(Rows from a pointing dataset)
::::::::
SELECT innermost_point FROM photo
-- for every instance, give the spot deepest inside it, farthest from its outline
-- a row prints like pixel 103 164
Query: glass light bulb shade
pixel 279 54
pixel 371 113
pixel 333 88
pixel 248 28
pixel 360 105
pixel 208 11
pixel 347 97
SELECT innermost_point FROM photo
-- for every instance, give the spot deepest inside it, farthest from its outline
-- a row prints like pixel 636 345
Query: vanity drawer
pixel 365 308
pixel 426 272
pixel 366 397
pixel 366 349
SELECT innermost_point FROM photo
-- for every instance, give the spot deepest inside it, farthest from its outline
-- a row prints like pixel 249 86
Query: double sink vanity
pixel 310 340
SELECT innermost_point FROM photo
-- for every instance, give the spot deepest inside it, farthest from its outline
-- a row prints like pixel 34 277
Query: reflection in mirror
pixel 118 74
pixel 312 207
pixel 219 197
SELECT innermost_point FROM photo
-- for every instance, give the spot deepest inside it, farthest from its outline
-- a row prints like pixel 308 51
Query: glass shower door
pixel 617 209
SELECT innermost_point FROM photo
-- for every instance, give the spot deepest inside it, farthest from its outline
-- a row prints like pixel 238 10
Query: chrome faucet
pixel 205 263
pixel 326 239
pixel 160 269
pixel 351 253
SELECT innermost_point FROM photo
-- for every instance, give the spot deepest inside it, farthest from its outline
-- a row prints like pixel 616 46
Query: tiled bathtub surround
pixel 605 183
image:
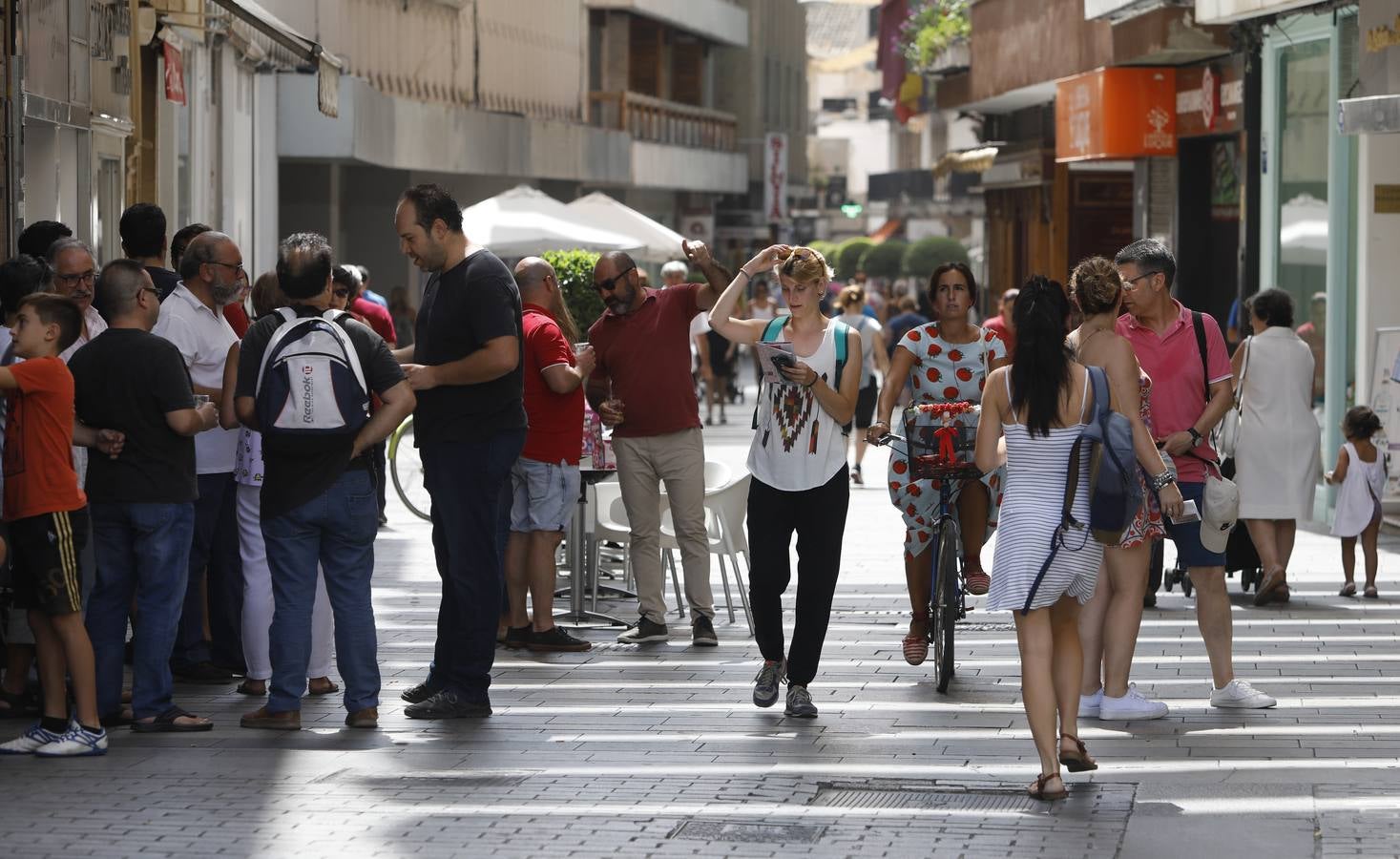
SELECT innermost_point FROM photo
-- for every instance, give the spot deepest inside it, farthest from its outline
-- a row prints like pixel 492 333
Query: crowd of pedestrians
::::::::
- **Task requirements**: Copy out the whole listing exactly, and don't carry over any pictures.

- **Task response**:
SELECT innermost_point FROM photo
-- for every instance, give the spot deepest inside it, farthest from its outline
-- a row prints like pixel 103 164
Query: glass light bulb shade
pixel 279 54
pixel 371 113
pixel 333 88
pixel 248 28
pixel 360 105
pixel 208 11
pixel 347 97
SELECT innermost_point FROM photo
-- for every instance, give the spot deepest inside it, farthest from its outline
-- a row prints like pixel 636 345
Query: vanity drawer
pixel 365 308
pixel 426 272
pixel 366 397
pixel 366 349
SELECT innermost_point FROM photo
-- for every instance, give the spot deepest inside it, farthest from its outline
-- a row prints like pixel 249 86
Query: double sink vanity
pixel 310 340
SELECT innermost_point FROM photo
-- for every instance, give the spot deepest inside it, farthest from its outline
-- a row prints like pixel 34 277
Query: reflection in mirror
pixel 118 74
pixel 312 207
pixel 219 197
SELECT innermost_point FROM photo
-- for every instance, give the spot deepest inside it, farthest from its outline
-- a row prints like pixel 308 51
Query: glass shower door
pixel 617 209
SELECT innermost_point FROM photo
-- for every instance, give the spot deepest inside it, farthest from its outline
-- a row prints like pixel 238 10
Query: chrome faucet
pixel 205 263
pixel 326 239
pixel 160 269
pixel 351 253
SELECT innermost_point FROM photo
-- for every instance, give the spot deepest inside it, farthest from its outline
-- a row prints like pixel 616 46
Query: tiled bathtub surround
pixel 605 183
image:
SELECT innermost_point FROM photo
-- for every instance, give the spot deepest inside it, farthest from its outline
-- a row prints like pixel 492 333
Query: crowd of pedestrians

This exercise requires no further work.